- _The request_: Recast the data below as a two-column CSV with the headers instruction and response, giving each row one instruction and the response that follows it. Put each in its own quoted field with line breaks turned into spaces, beginning at the line that has "Localize pointed tent" and stopping after the line that has "737,0,861,400".

┌──

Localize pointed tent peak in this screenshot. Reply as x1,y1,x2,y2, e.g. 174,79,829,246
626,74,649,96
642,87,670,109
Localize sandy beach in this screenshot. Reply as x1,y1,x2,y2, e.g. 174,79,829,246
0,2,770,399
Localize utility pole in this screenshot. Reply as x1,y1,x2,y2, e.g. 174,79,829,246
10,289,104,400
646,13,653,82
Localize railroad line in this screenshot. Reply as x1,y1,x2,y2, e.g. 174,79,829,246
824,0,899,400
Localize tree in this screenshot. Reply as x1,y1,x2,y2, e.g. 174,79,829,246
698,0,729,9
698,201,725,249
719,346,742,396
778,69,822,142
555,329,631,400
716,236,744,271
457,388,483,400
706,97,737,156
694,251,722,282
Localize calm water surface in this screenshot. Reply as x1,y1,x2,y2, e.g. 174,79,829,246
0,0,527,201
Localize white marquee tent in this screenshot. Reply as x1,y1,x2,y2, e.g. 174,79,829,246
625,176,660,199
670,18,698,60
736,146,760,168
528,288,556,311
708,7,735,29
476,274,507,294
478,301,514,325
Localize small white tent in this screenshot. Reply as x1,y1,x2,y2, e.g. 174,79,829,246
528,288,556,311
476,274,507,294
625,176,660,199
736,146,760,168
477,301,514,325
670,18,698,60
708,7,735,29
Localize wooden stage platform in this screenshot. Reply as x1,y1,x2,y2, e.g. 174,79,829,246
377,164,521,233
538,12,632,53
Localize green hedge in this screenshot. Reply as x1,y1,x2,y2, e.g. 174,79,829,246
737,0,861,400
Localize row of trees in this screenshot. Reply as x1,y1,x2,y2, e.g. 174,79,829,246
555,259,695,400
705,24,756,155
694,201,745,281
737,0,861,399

└──
┌──

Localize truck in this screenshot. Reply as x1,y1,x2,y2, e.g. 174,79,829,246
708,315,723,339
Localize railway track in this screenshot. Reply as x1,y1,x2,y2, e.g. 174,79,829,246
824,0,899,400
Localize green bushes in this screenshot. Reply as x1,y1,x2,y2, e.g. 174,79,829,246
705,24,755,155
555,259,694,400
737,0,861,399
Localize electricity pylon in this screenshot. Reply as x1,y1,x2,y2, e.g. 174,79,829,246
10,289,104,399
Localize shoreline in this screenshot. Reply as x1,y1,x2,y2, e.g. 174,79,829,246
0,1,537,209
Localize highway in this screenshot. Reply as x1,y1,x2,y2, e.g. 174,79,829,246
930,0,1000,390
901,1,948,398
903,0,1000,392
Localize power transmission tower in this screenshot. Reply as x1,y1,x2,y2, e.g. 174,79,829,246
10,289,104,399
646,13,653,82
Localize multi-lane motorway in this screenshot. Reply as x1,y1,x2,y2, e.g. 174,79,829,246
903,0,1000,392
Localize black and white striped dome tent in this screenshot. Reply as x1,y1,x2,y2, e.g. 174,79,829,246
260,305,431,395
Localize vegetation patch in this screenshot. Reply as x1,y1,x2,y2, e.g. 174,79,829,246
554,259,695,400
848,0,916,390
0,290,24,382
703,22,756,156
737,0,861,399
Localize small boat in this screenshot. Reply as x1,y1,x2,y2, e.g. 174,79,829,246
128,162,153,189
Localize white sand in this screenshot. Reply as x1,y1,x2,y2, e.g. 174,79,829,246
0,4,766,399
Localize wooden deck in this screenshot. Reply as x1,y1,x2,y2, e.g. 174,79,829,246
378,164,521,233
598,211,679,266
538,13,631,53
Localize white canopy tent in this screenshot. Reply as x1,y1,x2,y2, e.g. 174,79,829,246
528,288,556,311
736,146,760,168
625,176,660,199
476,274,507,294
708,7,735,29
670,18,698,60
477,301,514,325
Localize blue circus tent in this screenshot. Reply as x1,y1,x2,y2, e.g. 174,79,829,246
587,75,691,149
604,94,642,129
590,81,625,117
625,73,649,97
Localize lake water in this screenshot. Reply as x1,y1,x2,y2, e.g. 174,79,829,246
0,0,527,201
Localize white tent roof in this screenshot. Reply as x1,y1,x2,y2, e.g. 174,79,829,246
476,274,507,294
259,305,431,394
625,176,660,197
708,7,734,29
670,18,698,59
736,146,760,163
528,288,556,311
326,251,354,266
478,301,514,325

└──

- _Full response_:
instruction,response
"Localize pointed tent peak in this screenshot. Reply as x1,y1,x2,y2, e.g. 174,79,829,246","626,74,649,96 642,87,670,109"
"Localize sandy beach in this screenshot. Reply as x1,y1,x2,y2, e.g. 174,79,829,246","0,2,770,399"
"Localize utility pole in this screenshot. Reply as x1,y1,x2,y2, e.g. 174,79,829,246","10,289,104,400 646,13,653,82"
"Localize railroad line in this screenshot. Reply as x1,y1,x2,y2, e.g. 174,79,829,246","824,0,899,400"
"Localize tree in this screenshot. Reply as x1,y1,x2,y2, e.g. 174,79,829,246","698,0,729,9 698,201,725,249 719,346,742,396 778,69,822,142 555,329,631,400 716,236,744,271 457,388,483,400 706,97,737,156 694,251,722,282"
"Localize calm water surface in this screenshot. Reply as x1,y1,x2,y2, e.g. 174,79,829,246","0,0,527,201"
"Localize white marquee tent in this screenshot. Reply as x1,y1,x2,y2, e.g. 174,79,829,246","625,176,660,199 670,18,698,60 736,146,760,168 528,288,556,311 708,7,735,29 476,274,507,294 478,301,514,325"
"Localize small white tent in this screenshot. Reply as x1,y1,x2,y2, e.g. 174,79,829,246","528,288,556,311 476,274,507,294 625,176,660,199 736,146,760,168 477,301,514,325 670,18,698,60 708,7,735,29"
"Localize wooden stage platform in this screenshot. Reply as x1,y1,x2,y2, e.g. 174,79,829,246","377,164,521,233 538,12,632,53"
"Localize green hedge in this screenshot. Reply as x1,y1,x2,y2, e.g. 174,79,829,246","737,0,861,400"